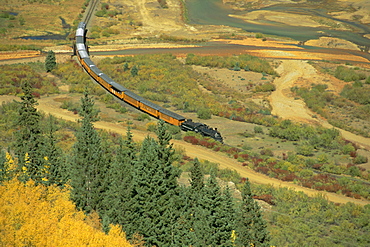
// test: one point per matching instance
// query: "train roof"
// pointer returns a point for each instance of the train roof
(80, 47)
(81, 25)
(118, 87)
(89, 62)
(172, 114)
(134, 96)
(83, 54)
(106, 78)
(96, 70)
(151, 104)
(80, 40)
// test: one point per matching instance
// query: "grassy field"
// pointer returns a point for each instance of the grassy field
(23, 18)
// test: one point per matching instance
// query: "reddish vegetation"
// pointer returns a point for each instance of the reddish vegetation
(322, 182)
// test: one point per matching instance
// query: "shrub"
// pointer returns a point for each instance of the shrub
(266, 87)
(306, 150)
(258, 129)
(204, 113)
(359, 159)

-------

§ **Aim of the exercise**
Copy the material above exactly and drop the pictures.

§ **Finished task**
// test: one point per matching instance
// query: "train roof"
// pointer returns a point for each instance of the train roof
(80, 47)
(81, 25)
(118, 87)
(89, 62)
(172, 114)
(134, 96)
(83, 54)
(106, 78)
(96, 70)
(151, 104)
(80, 40)
// test: one point per matching instance
// query: "grassy field"
// pointer returns a point for each instance of the grassy field
(23, 18)
// test: one point per matching instance
// query: "reddish vegetation"
// pointer returns a point for each instance of the reddish vegetation
(322, 182)
// test: one point per matching instance
// query: "shrub"
// pointer returns a point for each instance of the shrub
(266, 87)
(306, 150)
(258, 129)
(204, 113)
(359, 159)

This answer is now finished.